#### [Texto fornecido]
========================================
Apesar dos esforços da literatura administrativista especializada e dos quatro anos de vigência das novas normas da LINDB, o conceito de "erro" trazido pelo novo artigo 28 segue tormentoso. Defende-se a ideia de que o direito empresarial, com suas normas de gestão e governança, pode auxiliar na concretização desse conceito.

terça-feira, 17 de maio de 2022

Atualizado às 12:44

Na última semana, em 26 de abril de 2022, completou-se quatro anos de vigência das alterações trazidas pela lei 13.655/18 na LINDB - Lei de Introdução às Normas do Direito Brasileiro. À época da sua edição e ainda hoje, a maioria dos professores de direito administrativo saudaram a nova legislação como um avanço para racionalizar a gestão pública e coibir possíveis excessos dos órgãos de controle.
========================================
#### [Exercício breve]
Com base no texto sobre a LINDB acima, responda às perguntas a seguir:
1. Qual artigo trouxe o conceito de "erro" discutido?
2. Qual lei promoveu as alterações na LINDB?
3. Em que data se completaram quatro anos de vigência dessas alterações?

#### [Trechos dos registros]
========================================
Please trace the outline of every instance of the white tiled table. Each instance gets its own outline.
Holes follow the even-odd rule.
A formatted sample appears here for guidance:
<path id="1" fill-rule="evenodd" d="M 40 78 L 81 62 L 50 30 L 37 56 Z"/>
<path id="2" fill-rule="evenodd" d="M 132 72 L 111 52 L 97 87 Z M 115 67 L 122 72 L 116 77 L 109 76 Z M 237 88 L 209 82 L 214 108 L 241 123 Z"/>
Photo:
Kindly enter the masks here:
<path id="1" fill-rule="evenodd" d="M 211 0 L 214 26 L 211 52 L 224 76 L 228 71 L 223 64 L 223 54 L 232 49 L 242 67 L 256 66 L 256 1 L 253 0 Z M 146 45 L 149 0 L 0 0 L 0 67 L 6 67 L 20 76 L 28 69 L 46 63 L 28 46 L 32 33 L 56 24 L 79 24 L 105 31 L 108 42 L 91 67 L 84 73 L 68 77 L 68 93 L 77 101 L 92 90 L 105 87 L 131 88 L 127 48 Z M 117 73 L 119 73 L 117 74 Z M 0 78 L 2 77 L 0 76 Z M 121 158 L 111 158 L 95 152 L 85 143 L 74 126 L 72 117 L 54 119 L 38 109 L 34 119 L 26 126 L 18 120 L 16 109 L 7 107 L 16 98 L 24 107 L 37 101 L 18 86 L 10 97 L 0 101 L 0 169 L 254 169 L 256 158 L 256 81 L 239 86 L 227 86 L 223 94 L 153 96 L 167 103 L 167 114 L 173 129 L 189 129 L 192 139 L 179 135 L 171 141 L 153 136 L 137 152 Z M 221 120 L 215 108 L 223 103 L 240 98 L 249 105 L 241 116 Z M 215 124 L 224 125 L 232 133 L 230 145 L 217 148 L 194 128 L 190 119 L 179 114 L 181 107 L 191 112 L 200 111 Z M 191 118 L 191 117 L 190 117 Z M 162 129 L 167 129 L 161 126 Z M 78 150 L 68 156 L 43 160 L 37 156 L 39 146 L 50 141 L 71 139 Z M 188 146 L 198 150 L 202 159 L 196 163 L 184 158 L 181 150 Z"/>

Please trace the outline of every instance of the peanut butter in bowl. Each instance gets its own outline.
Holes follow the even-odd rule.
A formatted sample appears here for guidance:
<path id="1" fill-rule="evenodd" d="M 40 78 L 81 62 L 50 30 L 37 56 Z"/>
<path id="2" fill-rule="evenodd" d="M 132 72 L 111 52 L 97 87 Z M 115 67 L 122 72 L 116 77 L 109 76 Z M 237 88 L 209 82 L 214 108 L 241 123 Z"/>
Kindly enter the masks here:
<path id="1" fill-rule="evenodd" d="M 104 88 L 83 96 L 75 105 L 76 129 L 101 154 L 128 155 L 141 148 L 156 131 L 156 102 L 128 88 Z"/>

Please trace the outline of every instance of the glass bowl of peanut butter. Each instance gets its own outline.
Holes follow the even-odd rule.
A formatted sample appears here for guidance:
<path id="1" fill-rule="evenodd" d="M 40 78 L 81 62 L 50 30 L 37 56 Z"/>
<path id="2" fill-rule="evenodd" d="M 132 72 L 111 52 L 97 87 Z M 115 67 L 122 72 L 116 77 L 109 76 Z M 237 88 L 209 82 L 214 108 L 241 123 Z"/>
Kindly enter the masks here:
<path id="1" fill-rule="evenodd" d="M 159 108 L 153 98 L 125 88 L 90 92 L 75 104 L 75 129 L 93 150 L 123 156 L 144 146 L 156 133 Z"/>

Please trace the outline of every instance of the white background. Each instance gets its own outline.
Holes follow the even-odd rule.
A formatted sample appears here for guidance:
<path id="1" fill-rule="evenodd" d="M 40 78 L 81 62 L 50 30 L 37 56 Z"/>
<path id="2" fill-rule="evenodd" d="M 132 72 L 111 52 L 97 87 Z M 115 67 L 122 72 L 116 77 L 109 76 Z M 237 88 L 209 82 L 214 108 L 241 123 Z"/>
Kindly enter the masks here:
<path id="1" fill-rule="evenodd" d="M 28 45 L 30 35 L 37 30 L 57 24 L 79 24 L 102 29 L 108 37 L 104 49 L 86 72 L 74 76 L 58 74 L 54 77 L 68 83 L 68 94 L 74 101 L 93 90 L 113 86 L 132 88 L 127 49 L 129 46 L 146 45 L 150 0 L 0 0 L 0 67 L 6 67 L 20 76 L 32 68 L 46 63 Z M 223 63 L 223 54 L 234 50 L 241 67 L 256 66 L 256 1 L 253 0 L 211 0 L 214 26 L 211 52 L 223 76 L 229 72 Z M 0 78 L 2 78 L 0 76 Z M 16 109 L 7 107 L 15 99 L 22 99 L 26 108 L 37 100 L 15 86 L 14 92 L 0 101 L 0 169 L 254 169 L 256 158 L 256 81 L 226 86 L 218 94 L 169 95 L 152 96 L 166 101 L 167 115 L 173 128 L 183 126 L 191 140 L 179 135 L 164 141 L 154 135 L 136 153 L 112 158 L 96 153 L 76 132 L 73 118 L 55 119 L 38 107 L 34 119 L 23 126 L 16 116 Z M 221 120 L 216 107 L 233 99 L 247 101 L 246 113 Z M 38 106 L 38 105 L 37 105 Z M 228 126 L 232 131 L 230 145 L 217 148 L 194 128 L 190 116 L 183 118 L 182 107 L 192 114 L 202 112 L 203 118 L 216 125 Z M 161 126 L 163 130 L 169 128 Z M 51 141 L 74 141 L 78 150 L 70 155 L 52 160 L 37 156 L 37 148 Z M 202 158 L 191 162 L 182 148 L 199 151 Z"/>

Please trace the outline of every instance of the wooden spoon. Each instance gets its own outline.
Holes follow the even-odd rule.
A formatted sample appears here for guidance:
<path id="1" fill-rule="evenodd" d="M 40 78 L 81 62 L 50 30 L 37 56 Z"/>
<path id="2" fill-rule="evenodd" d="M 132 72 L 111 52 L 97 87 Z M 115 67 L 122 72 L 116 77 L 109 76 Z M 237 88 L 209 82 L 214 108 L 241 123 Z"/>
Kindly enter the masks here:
========================================
#### [Resposta completa]
1. O conceito de "erro" foi trazido pelo novo artigo 28.
2. As alterações foram promovidas pela lei 13.655/18.
3. Os quatro anos de vigência se completaram em 26 de abril de 2022.